● **Records provided**:
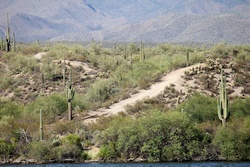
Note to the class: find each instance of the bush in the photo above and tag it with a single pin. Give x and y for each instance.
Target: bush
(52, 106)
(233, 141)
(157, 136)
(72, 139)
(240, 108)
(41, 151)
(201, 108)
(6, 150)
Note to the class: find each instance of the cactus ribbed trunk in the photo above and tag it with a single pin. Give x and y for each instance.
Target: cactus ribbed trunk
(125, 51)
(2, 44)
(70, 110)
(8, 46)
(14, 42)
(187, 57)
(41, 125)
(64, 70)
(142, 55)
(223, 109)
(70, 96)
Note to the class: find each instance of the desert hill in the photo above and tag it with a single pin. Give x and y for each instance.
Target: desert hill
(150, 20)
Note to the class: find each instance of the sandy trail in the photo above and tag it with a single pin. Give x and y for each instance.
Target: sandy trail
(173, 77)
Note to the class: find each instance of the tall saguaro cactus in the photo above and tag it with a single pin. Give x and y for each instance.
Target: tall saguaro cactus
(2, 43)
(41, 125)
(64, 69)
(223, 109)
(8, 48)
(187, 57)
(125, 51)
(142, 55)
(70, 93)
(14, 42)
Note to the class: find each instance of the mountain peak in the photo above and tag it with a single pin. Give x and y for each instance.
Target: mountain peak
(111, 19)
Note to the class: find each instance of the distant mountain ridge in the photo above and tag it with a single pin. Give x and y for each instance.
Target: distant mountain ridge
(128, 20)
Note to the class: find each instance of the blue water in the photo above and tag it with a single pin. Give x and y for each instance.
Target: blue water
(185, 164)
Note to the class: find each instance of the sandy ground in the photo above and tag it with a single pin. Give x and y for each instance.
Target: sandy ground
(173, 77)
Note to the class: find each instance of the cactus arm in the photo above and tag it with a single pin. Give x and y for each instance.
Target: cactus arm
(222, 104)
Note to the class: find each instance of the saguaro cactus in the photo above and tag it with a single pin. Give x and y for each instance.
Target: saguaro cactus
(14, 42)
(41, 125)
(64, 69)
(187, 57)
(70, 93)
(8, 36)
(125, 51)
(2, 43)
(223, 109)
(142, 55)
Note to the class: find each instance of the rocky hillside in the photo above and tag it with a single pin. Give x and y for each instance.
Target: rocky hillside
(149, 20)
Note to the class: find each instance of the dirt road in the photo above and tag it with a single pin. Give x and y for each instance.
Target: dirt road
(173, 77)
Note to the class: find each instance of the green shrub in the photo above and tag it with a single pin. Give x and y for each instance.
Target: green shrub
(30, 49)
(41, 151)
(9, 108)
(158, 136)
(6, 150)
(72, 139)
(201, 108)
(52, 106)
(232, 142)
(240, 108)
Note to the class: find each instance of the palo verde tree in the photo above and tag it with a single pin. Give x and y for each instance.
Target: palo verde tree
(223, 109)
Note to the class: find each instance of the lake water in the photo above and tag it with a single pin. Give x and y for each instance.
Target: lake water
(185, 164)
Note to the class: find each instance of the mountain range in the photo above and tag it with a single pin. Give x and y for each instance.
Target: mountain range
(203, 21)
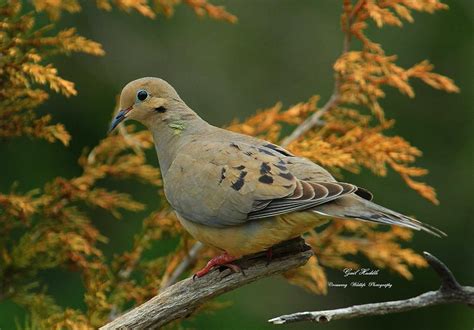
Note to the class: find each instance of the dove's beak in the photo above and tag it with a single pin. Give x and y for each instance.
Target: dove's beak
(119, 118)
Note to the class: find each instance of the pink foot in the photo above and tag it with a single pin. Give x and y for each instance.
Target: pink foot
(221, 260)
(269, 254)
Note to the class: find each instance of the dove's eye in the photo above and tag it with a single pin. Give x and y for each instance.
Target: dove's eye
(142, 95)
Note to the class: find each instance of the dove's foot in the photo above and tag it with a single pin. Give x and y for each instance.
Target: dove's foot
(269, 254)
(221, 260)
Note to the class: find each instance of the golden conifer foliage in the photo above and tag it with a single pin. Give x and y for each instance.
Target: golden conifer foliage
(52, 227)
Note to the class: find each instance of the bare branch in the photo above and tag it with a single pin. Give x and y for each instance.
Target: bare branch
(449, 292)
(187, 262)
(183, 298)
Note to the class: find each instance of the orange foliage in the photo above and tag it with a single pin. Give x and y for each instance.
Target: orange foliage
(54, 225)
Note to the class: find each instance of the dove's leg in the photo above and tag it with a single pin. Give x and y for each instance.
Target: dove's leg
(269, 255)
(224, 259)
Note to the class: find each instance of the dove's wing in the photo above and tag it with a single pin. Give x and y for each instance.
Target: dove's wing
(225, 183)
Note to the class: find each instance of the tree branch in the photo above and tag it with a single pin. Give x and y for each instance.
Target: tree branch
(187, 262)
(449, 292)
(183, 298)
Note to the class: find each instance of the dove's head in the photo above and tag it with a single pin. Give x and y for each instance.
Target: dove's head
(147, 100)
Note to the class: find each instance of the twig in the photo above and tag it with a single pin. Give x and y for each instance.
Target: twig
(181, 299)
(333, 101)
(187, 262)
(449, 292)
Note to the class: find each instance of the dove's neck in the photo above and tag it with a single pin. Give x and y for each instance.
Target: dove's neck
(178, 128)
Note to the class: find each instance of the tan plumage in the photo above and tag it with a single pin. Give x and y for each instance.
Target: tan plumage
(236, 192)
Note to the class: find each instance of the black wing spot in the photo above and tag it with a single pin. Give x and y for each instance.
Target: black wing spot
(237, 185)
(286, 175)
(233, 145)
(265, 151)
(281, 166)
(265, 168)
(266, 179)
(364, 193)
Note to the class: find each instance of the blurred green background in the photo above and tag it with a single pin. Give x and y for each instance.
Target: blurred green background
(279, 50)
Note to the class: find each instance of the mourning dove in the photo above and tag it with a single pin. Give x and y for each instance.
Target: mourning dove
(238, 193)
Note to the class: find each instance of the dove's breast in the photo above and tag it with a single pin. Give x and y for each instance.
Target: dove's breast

● **Exercise goal**:
Extract the text of all the records above verbatim, excluding pictures.

● **Task output**:
Note to the class: find each instance of the bush in the photo above and tag it with a single pin. Give x and y for each instance.
Target: bush
(52, 106)
(233, 141)
(157, 136)
(72, 139)
(240, 108)
(41, 151)
(201, 108)
(6, 150)
Note to the class: find each instance of the cactus ribbed trunk in the photo above and tag it with a single pin. Give x and y for each instance.
Target: cactus ribbed trunk
(125, 51)
(2, 44)
(70, 110)
(8, 46)
(14, 42)
(187, 57)
(41, 125)
(64, 70)
(142, 55)
(223, 109)
(70, 96)
Note to the class: find each instance of the desert hill in the photo above and tag it with a single pin. Give x and y for each instance.
Target: desert hill
(150, 20)
Note to the class: find each instance of the sandy trail in the photo above and tag it with a single pin. Give x and y for each instance.
Target: sandy trail
(173, 77)
Note to the class: find each instance of the tall saguaro cactus in the photo above and tag it with a single pin. Give x and y for each instance.
Target: tall saguaro cactus
(2, 43)
(41, 125)
(64, 69)
(223, 109)
(8, 48)
(187, 57)
(125, 51)
(142, 55)
(70, 93)
(14, 42)
Note to the class: find each instance of the mountain peak in the photo above and tag it with a single pin. Give x and y for each instance.
Target: mountain peak
(111, 19)
Note to the class: find each instance of the distant mountain ridge in the photo above and tag it with a single pin. Give x and y for each instance.
Target: distant mountain ridge
(128, 20)
Note to the class: find each instance of the blue water in the photo above and tag it with a single pin. Give x and y for each instance.
Target: blue water
(185, 164)
Note to the class: find each instance of the sandy ground in the photo above and tag it with a single pin. Give x and y for each instance.
Target: sandy ground
(173, 77)
Note to the class: find each instance of the cactus arm in the photo above and tag it with a single pin. Give x and y for each instance.
Target: cactus arm
(222, 104)
Note to the class: find each instance of the saguaro cactus in the photo above and tag it with a single pin. Give x and y for each instance.
Target: saguaro cactus
(14, 42)
(41, 125)
(64, 69)
(187, 57)
(70, 93)
(8, 36)
(125, 51)
(2, 43)
(223, 109)
(142, 55)
Note to the class: find each instance of the rocky hillside in the photo above and tag it with a single pin. Give x and y for each instance.
Target: rocky hillside
(149, 20)
Note to the class: find each instance of the dirt road in the photo above and tag it with a single pin. Give x and y for each instance.
Target: dirt road
(173, 77)
Note to the class: find each instance of the green shrub in the photo above and tag it with a single pin. Give x and y for each instance.
Target: green shrub
(30, 49)
(41, 151)
(9, 108)
(158, 136)
(6, 150)
(72, 139)
(201, 108)
(52, 106)
(232, 142)
(240, 108)
Note to the class: find each instance of the palo verde tree in the photo above and tag it with a single pin. Give x and y for each instance.
Target: palo verde tree
(223, 109)
Note to the class: find each instance of the lake water in the photo above and tag it with a single pin. Give x and y for each instance.
Target: lake water
(185, 164)
Note to the class: find each instance of the mountain range in the photo above and tag it with a single pin. Give x and y for each instance.
Target: mountain range
(203, 21)
Note to the class: find each instance of the dove's beak in the photo above and tag it with a single pin. Give x and y for each instance.
Target: dove's beak
(119, 118)
Note to the class: find each instance of the pink foot in the photo above and tag it with a single pin. Give x and y for each instance.
Target: pink foot
(221, 260)
(269, 254)
Note to the class: find each instance of the dove's eye in the photo above and tag it with a single pin. Give x and y for each instance.
Target: dove's eye
(142, 95)
Note to the class: find each instance of the dove's foot in the photo above and tag it with a single pin. Give x and y for each instance.
Target: dove's foot
(269, 254)
(221, 260)
Note to the class: find each instance of the golden conifer foliage in the photo above and tag it with a single pin. Give x and y for each instance.
Target: golden conifer foliage
(52, 227)
Note to the class: find each instance of the bare branch in the photo above and tag it with a single pin. Give x and y for each instance.
Target: bare branch
(449, 292)
(187, 262)
(183, 298)
Note to the class: find each instance of the orange foliage in the photo above and tag it with a single pin. Give x and y for each instance.
Target: orange foliage
(54, 225)
Note to the class: find each instance of the dove's leg in the photo above and tag it with a single pin. Give x and y for each instance.
Target: dove's leg
(269, 255)
(224, 259)
Note to the class: find each instance of the dove's wing in the photo above and tag it with a single pin. Give x and y for each instance.
Target: dove's wing
(225, 183)
Note to the class: find each instance of the tree branch in the photo above and tag it with a single pin. Give x and y for each instance.
Target: tree branch
(187, 262)
(449, 292)
(183, 298)
Note to the class: find each instance of the dove's head in the photo above and tag it with a single pin. Give x and y for each instance.
Target: dove's head
(147, 100)
Note to the class: find each instance of the twig in the photo above and tag it with a single pin. Give x and y for each instance.
Target: twig
(181, 299)
(333, 101)
(187, 262)
(449, 292)
Note to the class: find each instance of the dove's neck in the photo above and tag it with a single pin. Give x and y for each instance.
Target: dove's neck
(178, 128)
Note to the class: find each instance of the tan plumage in the photo above and tag it with a single pin. Give x and y for each instance.
Target: tan plumage
(236, 192)
Note to the class: find each instance of the black wing spot in the photo above and tag it with a single pin. Give x and y for each instance.
Target: black wing spot
(237, 185)
(286, 175)
(233, 145)
(265, 151)
(281, 166)
(265, 168)
(266, 179)
(364, 193)
Note to the class: find each instance of the blurred green background in the photo above and tag it with a single pin. Give x and y for each instance.
Target: blurred green background
(279, 50)
Note to the class: find each instance of the mourning dove in the photo above and tag it with a single pin. Give x and y for each instance.
Target: mourning dove
(238, 193)
Note to the class: find each instance of the dove's breast in the photo above and tag it with a single pin. Give x and y for each instance.
Target: dove's breast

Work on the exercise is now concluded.